#### EXERCISE INSTRUCTIONS:
Retype the data below exactly as it appears, but omit the pictures from your answer.

****

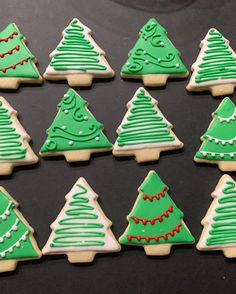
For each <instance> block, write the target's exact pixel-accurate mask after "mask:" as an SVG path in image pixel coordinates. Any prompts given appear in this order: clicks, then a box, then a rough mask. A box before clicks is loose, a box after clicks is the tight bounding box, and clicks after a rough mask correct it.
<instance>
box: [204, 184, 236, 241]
mask: <svg viewBox="0 0 236 294" xmlns="http://www.w3.org/2000/svg"><path fill="white" fill-rule="evenodd" d="M208 235H209V236H208V237H207V238H206V245H207V246H211V245H226V244H233V243H234V244H236V185H235V182H233V181H227V182H226V183H225V186H224V188H223V189H222V195H220V196H218V197H217V203H216V207H215V209H214V215H213V217H212V219H211V222H210V228H209V230H208Z"/></svg>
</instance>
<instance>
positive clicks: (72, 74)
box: [44, 18, 115, 87]
mask: <svg viewBox="0 0 236 294" xmlns="http://www.w3.org/2000/svg"><path fill="white" fill-rule="evenodd" d="M62 35H63V39H62V40H61V42H60V43H59V45H58V46H57V48H56V49H55V50H54V51H53V52H52V53H51V54H50V55H49V57H50V58H51V62H50V64H49V66H48V67H47V69H46V71H45V73H44V77H45V79H47V80H67V81H68V84H69V85H70V86H71V87H73V86H74V87H78V86H90V85H91V84H92V81H93V78H110V77H113V76H114V74H115V73H114V71H113V70H112V68H111V67H110V65H109V64H108V62H107V60H106V58H105V52H104V51H103V50H102V49H101V48H100V47H99V46H98V45H97V44H96V43H95V41H94V40H93V38H92V36H91V35H92V31H91V30H90V29H89V28H88V27H86V26H84V25H83V24H82V23H81V22H80V21H79V20H78V19H77V18H74V19H73V20H72V21H71V23H70V24H69V26H68V27H67V28H65V30H64V31H63V33H62Z"/></svg>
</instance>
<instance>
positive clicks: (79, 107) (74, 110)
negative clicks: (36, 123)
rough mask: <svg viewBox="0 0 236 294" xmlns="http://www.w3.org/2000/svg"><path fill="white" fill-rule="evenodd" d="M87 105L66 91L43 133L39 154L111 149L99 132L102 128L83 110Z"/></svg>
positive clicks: (89, 114)
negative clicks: (69, 151)
mask: <svg viewBox="0 0 236 294" xmlns="http://www.w3.org/2000/svg"><path fill="white" fill-rule="evenodd" d="M87 106H88V103H87V101H86V100H84V99H83V98H81V97H80V96H79V95H78V94H77V93H76V92H75V91H74V90H72V89H69V90H68V91H67V93H66V94H65V95H64V97H63V98H62V100H61V102H60V103H59V104H58V108H59V110H58V113H57V115H56V117H55V119H54V121H53V123H52V125H51V126H50V128H49V129H48V130H47V133H48V137H47V140H46V141H45V143H44V144H43V146H42V147H41V150H40V153H41V154H43V153H47V152H58V151H73V150H82V149H97V150H99V149H104V148H108V149H111V148H112V144H111V143H110V142H109V141H108V139H107V137H106V136H105V135H104V133H103V131H102V130H103V125H102V124H101V123H100V122H98V121H97V120H96V119H95V117H94V116H93V115H92V113H91V112H90V111H89V110H88V108H87Z"/></svg>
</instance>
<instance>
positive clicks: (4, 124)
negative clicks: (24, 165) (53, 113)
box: [0, 97, 38, 175]
mask: <svg viewBox="0 0 236 294" xmlns="http://www.w3.org/2000/svg"><path fill="white" fill-rule="evenodd" d="M30 139H31V138H30V136H29V135H28V134H27V133H26V131H25V130H24V128H23V127H22V125H21V124H20V122H19V121H18V119H17V112H16V111H15V110H14V109H13V108H12V107H11V106H10V105H9V104H8V102H7V101H6V100H5V99H4V98H3V97H0V175H10V174H11V173H12V170H13V168H14V166H18V165H29V164H34V163H36V162H38V157H37V156H36V155H35V154H34V152H33V150H32V149H31V147H30V146H29V141H30Z"/></svg>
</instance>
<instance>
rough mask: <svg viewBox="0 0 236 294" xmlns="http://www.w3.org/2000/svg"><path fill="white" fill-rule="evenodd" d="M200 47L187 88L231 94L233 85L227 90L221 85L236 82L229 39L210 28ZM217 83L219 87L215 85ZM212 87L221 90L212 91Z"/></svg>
mask: <svg viewBox="0 0 236 294" xmlns="http://www.w3.org/2000/svg"><path fill="white" fill-rule="evenodd" d="M200 48H201V51H200V53H199V56H198V58H197V60H196V62H195V63H194V64H193V65H192V71H193V73H192V76H191V79H190V82H189V84H188V86H187V90H189V91H191V90H193V91H202V90H206V89H210V90H211V92H212V94H213V95H214V96H217V95H226V94H232V93H233V90H234V85H232V87H231V88H232V89H230V90H228V92H227V91H225V90H224V87H222V85H223V84H232V83H236V54H235V52H234V51H233V49H232V48H231V47H230V46H229V41H228V40H227V39H225V38H224V36H223V35H222V34H221V33H220V32H219V31H217V30H216V29H214V28H212V29H210V30H209V31H208V33H207V35H206V37H205V38H204V39H203V40H202V41H201V43H200ZM219 85H221V86H220V88H219V87H216V86H219ZM211 87H213V88H212V89H211ZM214 87H215V90H217V89H221V92H219V94H217V93H214ZM226 87H227V86H226ZM225 89H226V88H225ZM216 92H217V91H216Z"/></svg>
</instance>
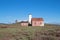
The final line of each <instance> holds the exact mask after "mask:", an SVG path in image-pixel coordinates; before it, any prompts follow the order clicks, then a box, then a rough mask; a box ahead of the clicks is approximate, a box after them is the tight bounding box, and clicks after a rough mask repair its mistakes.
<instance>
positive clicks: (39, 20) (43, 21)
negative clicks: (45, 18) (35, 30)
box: [31, 18, 44, 26]
mask: <svg viewBox="0 0 60 40" xmlns="http://www.w3.org/2000/svg"><path fill="white" fill-rule="evenodd" d="M31 22H32V26H44V20H43V18H32V20H31Z"/></svg>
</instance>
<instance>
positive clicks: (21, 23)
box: [20, 21, 28, 26]
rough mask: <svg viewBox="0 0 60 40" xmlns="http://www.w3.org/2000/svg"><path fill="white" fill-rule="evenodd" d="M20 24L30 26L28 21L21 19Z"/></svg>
mask: <svg viewBox="0 0 60 40" xmlns="http://www.w3.org/2000/svg"><path fill="white" fill-rule="evenodd" d="M20 24H21V26H28V21H21V22H20Z"/></svg>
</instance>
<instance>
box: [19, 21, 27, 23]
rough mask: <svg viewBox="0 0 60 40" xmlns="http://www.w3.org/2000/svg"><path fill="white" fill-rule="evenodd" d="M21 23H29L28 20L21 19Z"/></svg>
mask: <svg viewBox="0 0 60 40" xmlns="http://www.w3.org/2000/svg"><path fill="white" fill-rule="evenodd" d="M20 23H28V21H21V22H20Z"/></svg>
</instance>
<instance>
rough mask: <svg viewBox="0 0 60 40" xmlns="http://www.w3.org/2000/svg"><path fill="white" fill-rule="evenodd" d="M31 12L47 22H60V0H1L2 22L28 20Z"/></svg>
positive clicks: (46, 22) (0, 8)
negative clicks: (16, 20)
mask: <svg viewBox="0 0 60 40" xmlns="http://www.w3.org/2000/svg"><path fill="white" fill-rule="evenodd" d="M29 13H31V14H32V16H33V17H34V18H35V17H36V18H39V17H42V18H44V20H45V23H60V0H0V23H10V22H14V21H15V20H16V19H17V20H28V14H29Z"/></svg>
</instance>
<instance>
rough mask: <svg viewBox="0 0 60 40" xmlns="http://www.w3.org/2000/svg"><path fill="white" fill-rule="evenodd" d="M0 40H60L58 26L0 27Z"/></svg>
mask: <svg viewBox="0 0 60 40" xmlns="http://www.w3.org/2000/svg"><path fill="white" fill-rule="evenodd" d="M0 40H60V26H59V25H50V24H45V26H44V27H32V26H29V27H21V26H20V25H19V24H9V25H0Z"/></svg>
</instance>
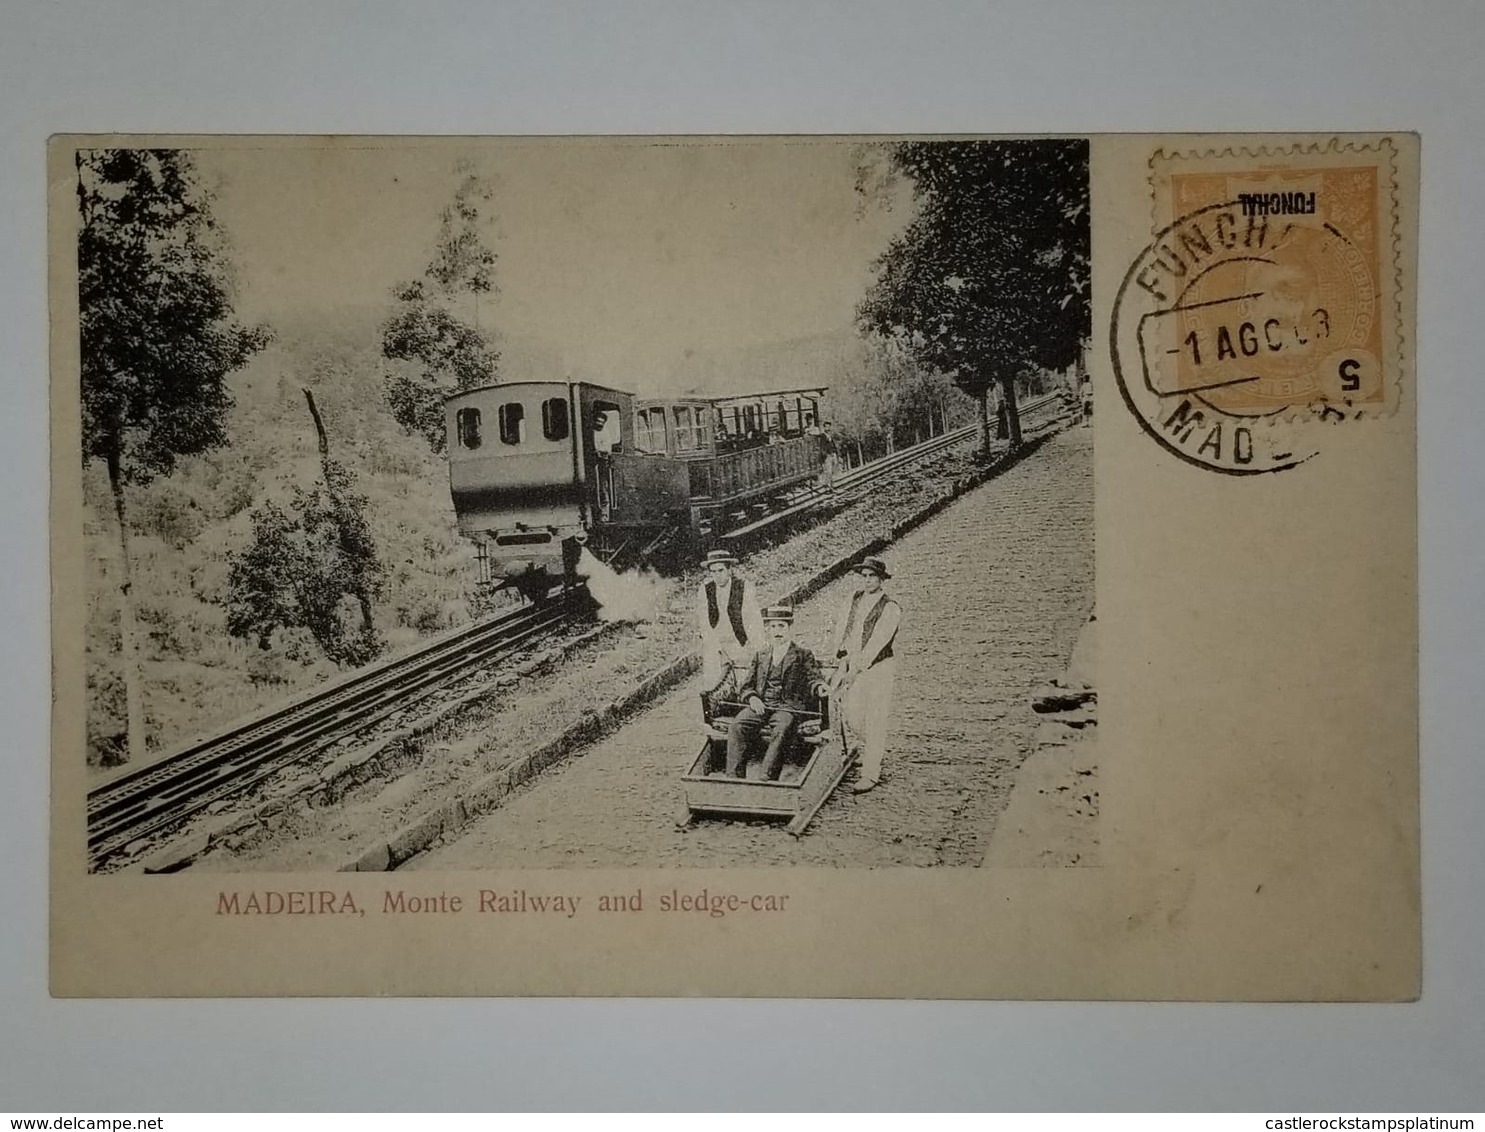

****

#### WRITTEN ANSWER:
For each <instance> block, write the target's exact pixel-accurate mask after "mask:" as an SVG path in image pixel coordinates. Any prompts given appear in this order: clicks, then a box, then a rough mask. A box before clicks is loose, a box after clicks is the tight bounding box, and clicks after a rough mask correct it.
<instance>
box: [204, 184, 236, 241]
mask: <svg viewBox="0 0 236 294" xmlns="http://www.w3.org/2000/svg"><path fill="white" fill-rule="evenodd" d="M208 235H209V236H208V237H207V238H206V245H207V246H211V245H226V244H233V243H234V244H236V185H235V182H233V181H227V182H226V183H225V186H224V188H223V189H222V195H220V196H218V197H217V203H216V207H215V209H214V215H213V217H212V219H211V222H210V228H209V230H208Z"/></svg>
</instance>
<instance>
positive clicks: (72, 74)
box: [44, 18, 115, 87]
mask: <svg viewBox="0 0 236 294" xmlns="http://www.w3.org/2000/svg"><path fill="white" fill-rule="evenodd" d="M62 35H63V39H62V40H61V42H60V43H59V45H58V46H57V48H56V49H55V50H54V51H53V52H52V53H51V54H50V55H49V57H50V58H51V62H50V64H49V66H48V67H47V69H46V71H45V73H44V77H45V79H47V80H67V81H68V84H69V85H70V86H71V87H73V86H74V87H78V86H90V85H91V84H92V81H93V78H110V77H113V76H114V74H115V73H114V71H113V70H112V68H111V67H110V65H109V64H108V62H107V60H106V58H105V52H104V51H103V50H102V49H101V48H100V47H99V46H98V45H97V44H96V43H95V41H94V40H93V38H92V36H91V35H92V31H91V30H90V29H89V28H88V27H86V26H84V25H83V24H82V23H81V22H80V21H79V20H78V19H77V18H74V19H73V20H72V21H71V23H70V24H69V26H68V27H67V28H65V30H64V31H63V33H62Z"/></svg>
</instance>
<instance>
positive clicks: (79, 107) (74, 110)
negative clicks: (36, 123)
rough mask: <svg viewBox="0 0 236 294" xmlns="http://www.w3.org/2000/svg"><path fill="white" fill-rule="evenodd" d="M87 105L66 91L43 133L39 154L111 149L99 132L102 128L83 110Z"/></svg>
positive clicks: (89, 114)
negative clicks: (69, 151)
mask: <svg viewBox="0 0 236 294" xmlns="http://www.w3.org/2000/svg"><path fill="white" fill-rule="evenodd" d="M87 106H88V103H87V101H86V100H84V99H83V98H81V97H80V96H79V95H78V94H77V93H76V92H75V91H74V90H72V89H69V90H68V91H67V93H66V94H65V95H64V97H63V98H62V100H61V102H60V103H59V104H58V108H59V110H58V113H57V115H56V117H55V119H54V121H53V123H52V125H51V126H50V128H49V129H48V130H47V133H48V137H47V140H46V141H45V143H44V144H43V146H42V147H41V150H40V153H41V154H43V153H47V152H58V151H73V150H82V149H97V150H99V149H104V148H108V149H111V148H112V144H111V143H110V142H109V141H108V139H107V137H106V136H105V135H104V133H103V131H102V130H103V125H102V124H101V123H100V122H98V121H97V120H96V119H95V117H94V116H93V115H92V113H91V112H90V111H89V110H88V108H87Z"/></svg>
</instance>
<instance>
positive clicks: (4, 124)
negative clicks: (24, 165) (53, 113)
box: [0, 97, 38, 175]
mask: <svg viewBox="0 0 236 294" xmlns="http://www.w3.org/2000/svg"><path fill="white" fill-rule="evenodd" d="M30 139H31V138H30V136H29V135H28V134H27V133H26V131H25V130H24V128H23V127H22V125H21V124H20V122H19V121H18V119H17V112H16V111H15V110H14V109H13V108H12V107H11V106H10V105H9V104H8V102H7V101H6V100H5V99H4V98H3V97H0V175H10V174H11V173H12V170H13V168H14V166H18V165H29V164H34V163H36V162H38V157H37V156H36V155H35V154H34V152H33V150H32V149H31V147H30V146H29V141H30Z"/></svg>
</instance>
<instance>
rough mask: <svg viewBox="0 0 236 294" xmlns="http://www.w3.org/2000/svg"><path fill="white" fill-rule="evenodd" d="M200 47L187 88L231 94L233 85L227 90L221 85L236 82L229 39L210 28ZM217 83L219 87L215 85ZM212 87L221 90L212 91Z"/></svg>
mask: <svg viewBox="0 0 236 294" xmlns="http://www.w3.org/2000/svg"><path fill="white" fill-rule="evenodd" d="M200 48H201V51H200V53H199V56H198V58H197V60H196V62H195V63H194V64H193V65H192V71H193V73H192V76H191V79H190V82H189V84H188V86H187V90H189V91H191V90H193V91H202V90H206V89H210V90H211V92H212V94H213V95H214V96H217V95H226V94H232V93H233V90H234V85H232V87H231V88H232V89H230V90H228V92H227V91H225V90H224V87H222V85H223V84H232V83H236V54H235V52H234V51H233V49H232V48H231V47H230V46H229V41H228V40H227V39H225V38H224V36H223V35H222V34H221V33H220V32H219V31H217V30H216V29H214V28H212V29H210V30H209V31H208V33H207V35H206V37H205V38H204V39H203V40H202V41H201V43H200ZM219 85H221V86H220V88H219V87H216V86H219ZM211 87H213V88H212V89H211ZM214 87H215V90H217V89H221V92H219V94H217V93H214ZM226 87H227V86H226ZM225 89H226V88H225ZM216 92H217V91H216Z"/></svg>
</instance>
The final line of each <instance> holds the exact mask after "mask:", an SVG path in image-pixel coordinates; before it, any prompts follow the order clicks, then a box, then a rough mask; a box ahead of the clicks is approximate, a box after them is the tight bounding box, and clicks after a rough mask repair its mistakes.
<instance>
positive clicks: (39, 20) (43, 21)
negative clicks: (45, 18) (35, 30)
box: [31, 18, 44, 26]
mask: <svg viewBox="0 0 60 40" xmlns="http://www.w3.org/2000/svg"><path fill="white" fill-rule="evenodd" d="M31 22H32V26H44V20H43V18H32V20H31Z"/></svg>
</instance>
<instance>
positive clicks: (21, 23)
box: [20, 21, 28, 26]
rough mask: <svg viewBox="0 0 60 40" xmlns="http://www.w3.org/2000/svg"><path fill="white" fill-rule="evenodd" d="M20 24L30 26L28 21L21 19Z"/></svg>
mask: <svg viewBox="0 0 60 40" xmlns="http://www.w3.org/2000/svg"><path fill="white" fill-rule="evenodd" d="M20 24H21V26H28V21H21V22H20Z"/></svg>
</instance>
<instance>
box: [19, 21, 27, 23]
rough mask: <svg viewBox="0 0 60 40" xmlns="http://www.w3.org/2000/svg"><path fill="white" fill-rule="evenodd" d="M21 23H29L28 20L21 19Z"/></svg>
mask: <svg viewBox="0 0 60 40" xmlns="http://www.w3.org/2000/svg"><path fill="white" fill-rule="evenodd" d="M20 23H28V21H21V22H20Z"/></svg>
</instance>
<instance>
rough mask: <svg viewBox="0 0 60 40" xmlns="http://www.w3.org/2000/svg"><path fill="white" fill-rule="evenodd" d="M31 12L47 22H60V0H1L2 22L28 20Z"/></svg>
positive clicks: (46, 22) (0, 8)
negative clicks: (16, 20)
mask: <svg viewBox="0 0 60 40" xmlns="http://www.w3.org/2000/svg"><path fill="white" fill-rule="evenodd" d="M29 13H31V14H32V16H33V17H34V18H35V17H36V18H39V17H42V18H44V20H45V23H60V0H0V23H10V22H14V21H15V20H16V19H17V20H28V14H29Z"/></svg>
</instance>
<instance>
rough mask: <svg viewBox="0 0 60 40" xmlns="http://www.w3.org/2000/svg"><path fill="white" fill-rule="evenodd" d="M0 40H60L58 26L0 27Z"/></svg>
mask: <svg viewBox="0 0 60 40" xmlns="http://www.w3.org/2000/svg"><path fill="white" fill-rule="evenodd" d="M0 40H60V26H59V25H50V24H45V26H44V27H32V26H29V27H21V26H20V25H19V24H9V25H0Z"/></svg>
</instance>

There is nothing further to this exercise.